» **TASK INSTRUCTIONS**:
Print the data that follows word for word, leaving out any picture.

» **DATA SHOWN**:

··········

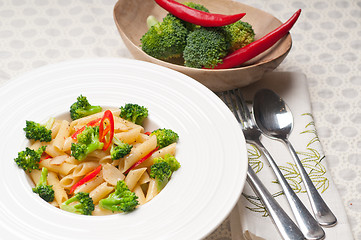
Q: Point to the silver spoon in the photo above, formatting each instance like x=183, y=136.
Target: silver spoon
x=275, y=120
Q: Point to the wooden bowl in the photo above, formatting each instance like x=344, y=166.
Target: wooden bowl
x=130, y=18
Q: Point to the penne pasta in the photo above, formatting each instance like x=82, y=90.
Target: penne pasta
x=63, y=133
x=112, y=174
x=152, y=190
x=60, y=194
x=133, y=177
x=69, y=180
x=139, y=152
x=91, y=185
x=83, y=168
x=92, y=170
x=64, y=168
x=129, y=136
x=140, y=194
x=100, y=192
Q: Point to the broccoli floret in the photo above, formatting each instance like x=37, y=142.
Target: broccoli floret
x=134, y=113
x=82, y=108
x=170, y=159
x=88, y=142
x=165, y=137
x=121, y=200
x=44, y=190
x=29, y=159
x=165, y=40
x=239, y=34
x=200, y=7
x=36, y=131
x=83, y=204
x=119, y=149
x=205, y=47
x=162, y=170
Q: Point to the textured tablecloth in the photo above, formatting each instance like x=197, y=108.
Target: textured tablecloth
x=326, y=48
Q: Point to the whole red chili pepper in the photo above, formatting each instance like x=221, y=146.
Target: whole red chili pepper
x=141, y=160
x=259, y=46
x=198, y=17
x=108, y=116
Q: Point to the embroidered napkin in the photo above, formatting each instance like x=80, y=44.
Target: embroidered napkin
x=249, y=219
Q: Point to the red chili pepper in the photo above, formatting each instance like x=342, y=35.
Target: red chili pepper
x=85, y=179
x=44, y=156
x=257, y=47
x=141, y=160
x=198, y=17
x=91, y=124
x=108, y=116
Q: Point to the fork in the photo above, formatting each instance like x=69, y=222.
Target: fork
x=307, y=224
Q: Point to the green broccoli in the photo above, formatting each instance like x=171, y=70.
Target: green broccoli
x=134, y=113
x=165, y=40
x=239, y=34
x=44, y=190
x=162, y=170
x=205, y=47
x=165, y=137
x=36, y=131
x=170, y=159
x=119, y=149
x=88, y=142
x=82, y=108
x=29, y=159
x=83, y=204
x=121, y=200
x=191, y=27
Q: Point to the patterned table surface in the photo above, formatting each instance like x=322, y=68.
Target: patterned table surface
x=326, y=47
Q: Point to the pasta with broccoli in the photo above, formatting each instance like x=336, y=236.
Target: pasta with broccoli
x=101, y=162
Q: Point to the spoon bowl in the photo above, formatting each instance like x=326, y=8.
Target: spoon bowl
x=275, y=120
x=130, y=19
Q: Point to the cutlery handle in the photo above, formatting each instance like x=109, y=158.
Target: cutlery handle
x=286, y=227
x=322, y=212
x=308, y=225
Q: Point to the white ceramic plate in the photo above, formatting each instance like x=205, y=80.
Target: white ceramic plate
x=211, y=150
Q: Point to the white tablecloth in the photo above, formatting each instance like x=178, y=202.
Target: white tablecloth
x=326, y=48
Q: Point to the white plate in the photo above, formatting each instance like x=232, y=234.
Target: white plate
x=211, y=150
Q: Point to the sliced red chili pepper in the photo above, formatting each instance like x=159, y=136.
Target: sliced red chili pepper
x=198, y=17
x=91, y=124
x=141, y=160
x=109, y=119
x=44, y=156
x=257, y=47
x=85, y=179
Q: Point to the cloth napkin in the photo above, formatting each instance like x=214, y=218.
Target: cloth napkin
x=249, y=220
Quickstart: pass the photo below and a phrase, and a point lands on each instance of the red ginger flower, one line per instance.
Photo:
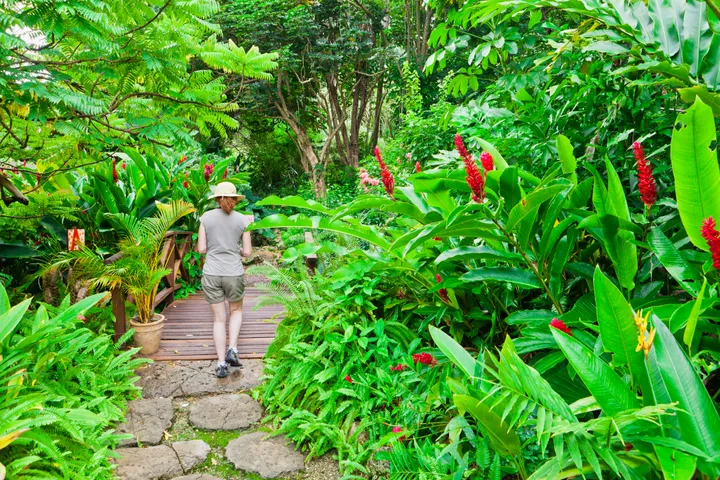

··········

» **RESPONSE TO THE EXERCISE**:
Q: Point to the silver spoon in the photo above, formatting each instance like x=183, y=136.
Target: silver spoon
x=275, y=120
Q: Point to the wooden bowl in the photo above, formatting each instance like x=344, y=166.
Target: wooden bowl
x=130, y=18
Q: Point to the penne pasta in the photo above, formatting each instance like x=82, y=90.
Target: penne pasta
x=63, y=133
x=112, y=174
x=152, y=190
x=60, y=194
x=133, y=177
x=69, y=180
x=139, y=152
x=91, y=185
x=83, y=168
x=92, y=170
x=64, y=168
x=129, y=136
x=140, y=194
x=100, y=192
Q: Point to the broccoli floret in the photo above, formatting each instance like x=37, y=142.
Target: broccoli floret
x=134, y=113
x=82, y=108
x=170, y=159
x=88, y=142
x=165, y=137
x=121, y=200
x=44, y=190
x=29, y=159
x=165, y=40
x=239, y=34
x=200, y=7
x=36, y=131
x=83, y=204
x=119, y=149
x=205, y=47
x=162, y=170
Q: Point to the textured tablecloth in the photo above, formatting each instance like x=197, y=108.
Target: textured tablecloth
x=326, y=48
Q: Point to the whole red chili pepper in the photo above, formatting each instance like x=221, y=146.
Target: whole red chili pepper
x=141, y=160
x=259, y=46
x=198, y=17
x=108, y=116
Q: Point to the embroidered napkin in the photo above, formatting each instance like x=80, y=44.
Target: embroidered napkin
x=249, y=219
Q: Point to the red chili pepper in the photo above, formatting each instance like x=342, y=35.
Target: red chili pepper
x=85, y=179
x=44, y=156
x=257, y=47
x=141, y=160
x=198, y=17
x=91, y=124
x=108, y=116
Q: Point to the fork in the photo above, formatting each instance like x=69, y=222.
Target: fork
x=307, y=224
Q: Point to the green broccoli in the photo above, formatting each instance like x=171, y=70.
Target: green broccoli
x=134, y=113
x=165, y=40
x=239, y=34
x=44, y=190
x=162, y=170
x=205, y=47
x=165, y=137
x=36, y=131
x=170, y=159
x=119, y=149
x=88, y=142
x=82, y=108
x=29, y=159
x=83, y=204
x=121, y=200
x=191, y=27
Q: Point to the patterned table surface in the photo above, formatting each instance like x=322, y=68.
Target: patterned table surface
x=326, y=47
Q: Point to the pasta with broccoli in the photo above, formatting each instance like x=336, y=236.
Target: pasta with broccoli
x=101, y=162
Q: Point to the spoon bowl in the photo above, formatting each instance like x=326, y=8.
Target: spoon bowl
x=275, y=120
x=130, y=19
Q: Point to the cutlery handle in the photo above, formatting each instance like x=109, y=158.
Target: cutlery handle
x=286, y=227
x=322, y=212
x=308, y=225
Q: Point to the white ceramic plate in the photo above, formatting each instance like x=205, y=80.
Target: white ceramic plate
x=211, y=150
Q: Point to the white tablecloth in the photo above, formatting each instance like x=178, y=202.
Target: white tablecloth
x=326, y=48
Q: Point to the white plate in the photo above, formatting each instance like x=232, y=234.
Target: white plate
x=211, y=150
Q: Point to the sliced red chili pepper in the photo above, formatting each instance like x=159, y=136.
Target: sliced red chili pepper
x=198, y=17
x=91, y=124
x=141, y=160
x=109, y=119
x=44, y=156
x=257, y=47
x=85, y=179
Q: Point to the cloth napkin in the photo above, formatting each instance like x=214, y=218.
Target: cloth napkin
x=249, y=220
Quickstart: pass the photo below and a phrase, and a point lands on each instance of the red ginger flower, one line per instance.
Photo:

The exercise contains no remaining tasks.